→ **Text segment**
From: Peter Hurley <peter@hurleysoftware.com>
To: John Ogness <john.ogness@linutronix.de>
Cc: gregkh@linuxfoundation.org, vinod.koul@intel.com,
dan.j.williams@intel.com, bigeasy@linutronix.de,
tony@atomide.com, nsekhar@ti.com, peter.ujfalusi@ti.com,
dmaengine@vger.kernel.org, linux-serial@vger.kernel.org,
linux-kernel@vger.kernel.org
Subject: Re: [PATCH 0/4] serial: omap: robustify for high speed transfers
Date: Tue, 2 Feb 2016 17:21:07 -0800 [thread overview]
Message-ID: <56B15603.80807@hurleysoftware.com> (raw)
In-Reply-To: <87y4b85onp.fsf@linutronix.de>
On 01/29/2016 08:35 AM, John Ogness wrote:
> Hi Peter,
>
> On 2016-01-25, Peter Hurley <peter@hurleysoftware.com> wrote:
>>> The DMA-enabled OMAP UART driver in its current form queues 48 bytes
>>> for a DMA-RX transfer. After the transfer is complete, a new transfer
>>> of 48 bytes is queued. The DMA completion callback runs in tasklet
>>> context, so a reschedule with context switch is required for the
>>> completion to be processed and the next 48 bytes to be queued.

→ **Stated exercise 1**
In the OMAP UART message, why does processing a completed transfer require a reschedule with context switch?
→ **Stated exercise 2**
According to the OMAP UART message, how many bytes does the current driver queue for a DMA-RX transfer?

→ **Supplied data**
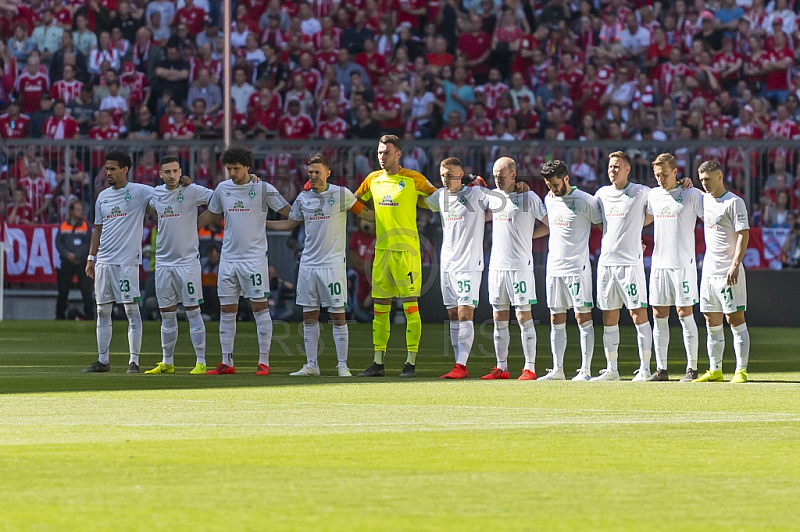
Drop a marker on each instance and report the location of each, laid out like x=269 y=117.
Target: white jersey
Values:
x=570 y=219
x=463 y=219
x=623 y=218
x=675 y=213
x=245 y=209
x=325 y=216
x=177 y=241
x=724 y=217
x=513 y=219
x=121 y=213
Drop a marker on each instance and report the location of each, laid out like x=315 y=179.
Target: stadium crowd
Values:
x=444 y=69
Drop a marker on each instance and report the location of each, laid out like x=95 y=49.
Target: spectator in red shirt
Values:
x=31 y=84
x=452 y=130
x=60 y=126
x=295 y=125
x=476 y=47
x=19 y=212
x=331 y=126
x=13 y=124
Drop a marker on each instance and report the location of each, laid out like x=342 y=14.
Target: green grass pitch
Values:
x=178 y=452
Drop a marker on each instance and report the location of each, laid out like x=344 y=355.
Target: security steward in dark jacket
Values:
x=72 y=244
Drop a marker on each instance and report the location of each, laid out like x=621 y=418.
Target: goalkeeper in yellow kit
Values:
x=397 y=269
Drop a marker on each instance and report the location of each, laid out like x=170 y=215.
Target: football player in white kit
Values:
x=620 y=270
x=673 y=276
x=115 y=254
x=723 y=288
x=178 y=272
x=243 y=266
x=463 y=213
x=322 y=278
x=511 y=281
x=571 y=214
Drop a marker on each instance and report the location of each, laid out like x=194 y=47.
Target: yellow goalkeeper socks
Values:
x=413 y=326
x=381 y=327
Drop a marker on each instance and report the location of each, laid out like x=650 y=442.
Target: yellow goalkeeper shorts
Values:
x=396 y=274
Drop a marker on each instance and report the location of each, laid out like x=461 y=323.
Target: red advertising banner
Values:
x=31 y=255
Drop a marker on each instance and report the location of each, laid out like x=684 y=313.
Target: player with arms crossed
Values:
x=673 y=277
x=115 y=254
x=397 y=268
x=620 y=270
x=322 y=279
x=243 y=267
x=178 y=272
x=571 y=214
x=511 y=279
x=723 y=287
x=462 y=210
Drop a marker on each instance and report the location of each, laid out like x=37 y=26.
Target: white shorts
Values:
x=115 y=283
x=717 y=296
x=570 y=291
x=673 y=287
x=244 y=278
x=326 y=287
x=460 y=289
x=514 y=287
x=621 y=285
x=179 y=284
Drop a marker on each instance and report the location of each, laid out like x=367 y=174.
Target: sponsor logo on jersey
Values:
x=238 y=207
x=169 y=213
x=614 y=212
x=116 y=212
x=666 y=212
x=318 y=215
x=388 y=201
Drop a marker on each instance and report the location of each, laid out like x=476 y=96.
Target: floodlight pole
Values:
x=226 y=72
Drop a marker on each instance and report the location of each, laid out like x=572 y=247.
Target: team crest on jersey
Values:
x=116 y=212
x=238 y=207
x=388 y=201
x=169 y=213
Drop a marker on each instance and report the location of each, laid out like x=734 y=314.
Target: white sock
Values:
x=134 y=331
x=715 y=343
x=264 y=333
x=528 y=334
x=454 y=330
x=741 y=346
x=169 y=336
x=311 y=341
x=587 y=345
x=341 y=337
x=104 y=331
x=197 y=332
x=501 y=339
x=644 y=338
x=466 y=335
x=691 y=340
x=661 y=340
x=611 y=345
x=227 y=334
x=558 y=344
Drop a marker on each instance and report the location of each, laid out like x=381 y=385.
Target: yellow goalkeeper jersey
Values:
x=395 y=202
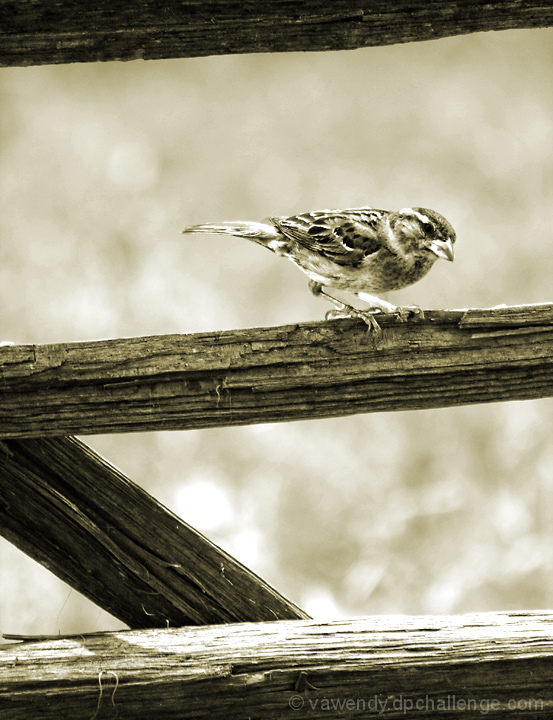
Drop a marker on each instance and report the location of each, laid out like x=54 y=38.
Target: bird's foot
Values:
x=368 y=316
x=408 y=311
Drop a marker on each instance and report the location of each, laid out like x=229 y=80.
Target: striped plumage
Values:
x=364 y=251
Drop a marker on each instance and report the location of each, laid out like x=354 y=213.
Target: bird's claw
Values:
x=409 y=311
x=350 y=312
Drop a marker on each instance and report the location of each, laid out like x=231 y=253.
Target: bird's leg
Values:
x=403 y=313
x=343 y=310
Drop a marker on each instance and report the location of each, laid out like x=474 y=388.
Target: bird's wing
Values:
x=344 y=236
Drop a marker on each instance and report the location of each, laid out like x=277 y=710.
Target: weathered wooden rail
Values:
x=294 y=372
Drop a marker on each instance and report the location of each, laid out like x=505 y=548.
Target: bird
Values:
x=362 y=251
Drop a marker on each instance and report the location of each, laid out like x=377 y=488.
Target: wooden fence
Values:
x=69 y=509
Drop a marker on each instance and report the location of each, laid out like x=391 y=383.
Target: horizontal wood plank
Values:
x=66 y=31
x=260 y=375
x=466 y=666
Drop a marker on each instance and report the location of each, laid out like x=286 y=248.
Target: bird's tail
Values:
x=261 y=233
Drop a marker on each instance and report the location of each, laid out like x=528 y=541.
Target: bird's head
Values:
x=425 y=230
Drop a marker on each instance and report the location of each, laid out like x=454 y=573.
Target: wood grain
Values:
x=68 y=31
x=70 y=510
x=466 y=666
x=276 y=374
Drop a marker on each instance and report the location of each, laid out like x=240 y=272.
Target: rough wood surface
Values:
x=294 y=372
x=65 y=31
x=67 y=508
x=466 y=666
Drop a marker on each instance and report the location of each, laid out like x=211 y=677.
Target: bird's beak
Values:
x=442 y=248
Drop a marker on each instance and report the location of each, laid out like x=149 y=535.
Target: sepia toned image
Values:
x=339 y=154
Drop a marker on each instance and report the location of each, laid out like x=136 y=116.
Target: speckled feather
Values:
x=359 y=250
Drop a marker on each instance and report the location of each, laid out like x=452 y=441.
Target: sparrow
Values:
x=363 y=251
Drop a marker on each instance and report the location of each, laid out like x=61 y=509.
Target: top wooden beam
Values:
x=259 y=375
x=67 y=31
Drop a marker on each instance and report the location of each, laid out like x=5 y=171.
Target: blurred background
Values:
x=102 y=165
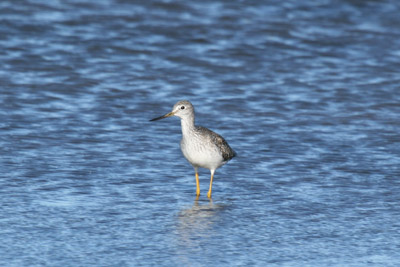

→ **Solution 1**
The DMA completion callback runs in tasklet context. Because of that, a reschedule with context switch is required before the completion can be processed and the next 48 bytes queued.

→ **Solution 2**
48 bytes.